* BEGIN PROVIDED DATA *
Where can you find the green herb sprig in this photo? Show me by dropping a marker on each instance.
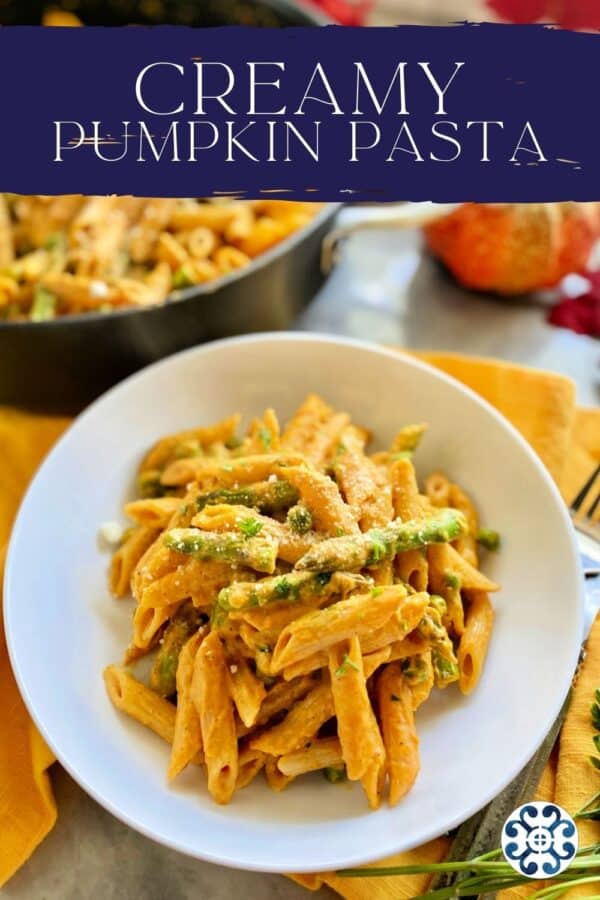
(591, 810)
(489, 873)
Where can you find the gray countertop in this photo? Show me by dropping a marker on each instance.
(385, 290)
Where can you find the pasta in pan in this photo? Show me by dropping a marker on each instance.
(73, 254)
(301, 599)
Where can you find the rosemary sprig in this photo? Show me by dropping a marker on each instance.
(591, 810)
(488, 873)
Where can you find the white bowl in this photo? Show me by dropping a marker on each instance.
(63, 627)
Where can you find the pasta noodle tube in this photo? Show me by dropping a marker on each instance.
(276, 780)
(399, 734)
(309, 418)
(222, 517)
(240, 471)
(357, 727)
(212, 699)
(323, 441)
(319, 754)
(301, 723)
(283, 696)
(437, 488)
(405, 492)
(127, 557)
(200, 580)
(474, 642)
(295, 587)
(138, 701)
(418, 672)
(187, 738)
(412, 568)
(155, 512)
(250, 762)
(373, 547)
(255, 552)
(247, 691)
(147, 620)
(449, 569)
(321, 496)
(467, 545)
(392, 635)
(322, 628)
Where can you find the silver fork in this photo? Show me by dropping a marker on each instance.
(588, 531)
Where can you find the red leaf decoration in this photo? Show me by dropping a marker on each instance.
(567, 13)
(521, 12)
(580, 314)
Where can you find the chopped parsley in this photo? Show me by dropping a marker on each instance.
(283, 588)
(378, 548)
(489, 539)
(299, 519)
(251, 527)
(347, 664)
(181, 278)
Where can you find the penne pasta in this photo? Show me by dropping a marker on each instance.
(128, 556)
(212, 699)
(187, 735)
(474, 642)
(300, 724)
(322, 753)
(247, 691)
(300, 597)
(395, 702)
(139, 702)
(315, 631)
(360, 740)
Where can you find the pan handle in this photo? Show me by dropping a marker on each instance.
(388, 215)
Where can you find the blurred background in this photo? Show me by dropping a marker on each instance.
(391, 12)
* END PROVIDED DATA *
• _WHAT IS NEEDED_: Convert every line of the records above into a numbered list, leaving out blank lines and any pictures.

• _RIGHT ANSWER_:
1. Where can you find the green herb sprig in this photo? Show me by dropping a marker on each instance.
2. (591, 810)
3. (489, 873)
4. Where can you find the gray countertop in this photo? Show me by dropping a marker on each instance.
5. (385, 290)
6. Where can you find the pasta in pan in this photo? Show me by dropping a marker on each instance.
7. (73, 254)
8. (301, 599)
9. Where can you find the rosemary sprig in this photo? Show me by dropping a marker on each instance.
10. (591, 810)
11. (488, 873)
12. Where can you find the white bowl in this photo? Show me by dropping a marker on each instance.
13. (63, 627)
14. Where can you find the pasta noodle tube in this photo? Show me by dropping a marker on each instance.
15. (276, 780)
16. (399, 734)
17. (309, 418)
18. (222, 517)
19. (240, 471)
20. (357, 727)
21. (212, 699)
22. (323, 441)
23. (319, 754)
24. (301, 723)
25. (283, 696)
26. (437, 488)
27. (405, 492)
28. (127, 557)
29. (200, 580)
30. (474, 642)
31. (295, 587)
32. (138, 701)
33. (418, 672)
34. (187, 738)
35. (412, 568)
36. (155, 512)
37. (250, 762)
38. (373, 547)
39. (255, 552)
40. (247, 691)
41. (147, 620)
42. (449, 569)
43. (321, 496)
44. (467, 545)
45. (392, 635)
46. (322, 628)
47. Where can you find the silver fork in this photo? Show me by dropping a marker on each instance.
48. (588, 531)
49. Where can you find the red leaf decoration in this photo? Show me by dropping a marker on each instance.
50. (567, 13)
51. (521, 12)
52. (580, 314)
53. Where can you find the chopped parsley in this photo? Show me by dropping a marker on each instance.
54. (283, 588)
55. (378, 548)
56. (489, 539)
57. (299, 519)
58. (251, 527)
59. (347, 664)
60. (181, 278)
61. Where can you find the penne pasta in this photo? Show me by dropping a marker on each instance.
62. (128, 556)
63. (212, 699)
64. (187, 735)
65. (474, 642)
66. (300, 724)
67. (322, 753)
68. (247, 691)
69. (300, 597)
70. (395, 702)
71. (139, 702)
72. (315, 631)
73. (360, 740)
74. Where can you find the pan handle in this photo? Show me by dropping a marker on each instance.
75. (388, 215)
76. Where can you find the blurred background in this photo? Show me by dropping a marker on each instance.
77. (391, 12)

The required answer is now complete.